WORK REQUIRED: With the pictures omitted, please transcribe exactly the lines beginning at the one that contains "[[502, 358], [691, 367]]" and ending with the last line of the records below.

Natural-language object grounding data
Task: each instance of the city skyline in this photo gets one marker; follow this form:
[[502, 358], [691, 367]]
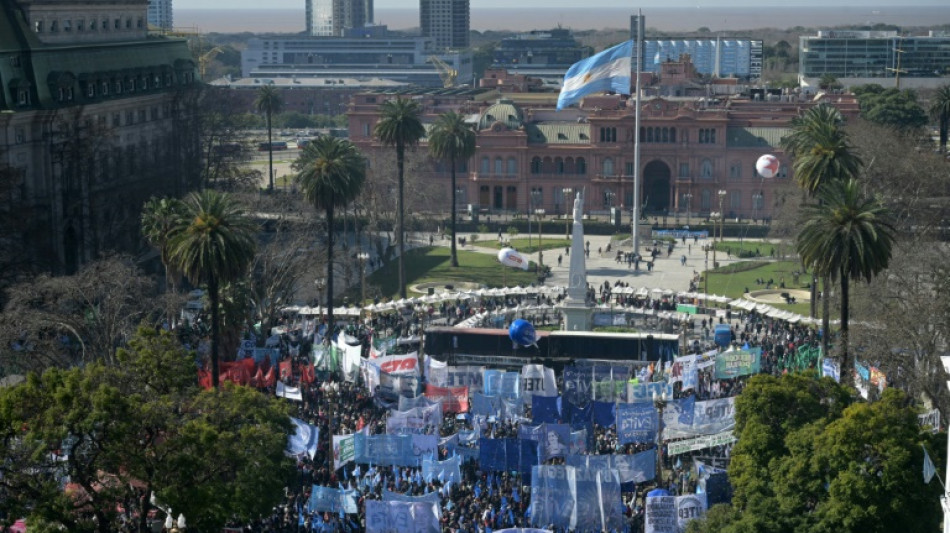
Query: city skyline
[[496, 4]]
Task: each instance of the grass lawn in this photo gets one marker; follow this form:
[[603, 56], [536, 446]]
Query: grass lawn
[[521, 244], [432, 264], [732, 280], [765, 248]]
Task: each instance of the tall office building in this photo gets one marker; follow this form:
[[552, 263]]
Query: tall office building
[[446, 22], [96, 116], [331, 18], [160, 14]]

RESPONSE AREA:
[[502, 358], [691, 367]]
Query: city skyline
[[496, 4]]
Task: each instance of the grass lawn in this photo gets one marker; follow this form:
[[603, 56], [536, 446]]
Query: grass lawn
[[521, 244], [432, 264], [732, 280], [765, 248]]
Task: each instance of the tall office building in this photo gets one marker; follow this form:
[[552, 263]]
Query: tall office building
[[446, 22], [96, 116], [331, 18], [160, 14]]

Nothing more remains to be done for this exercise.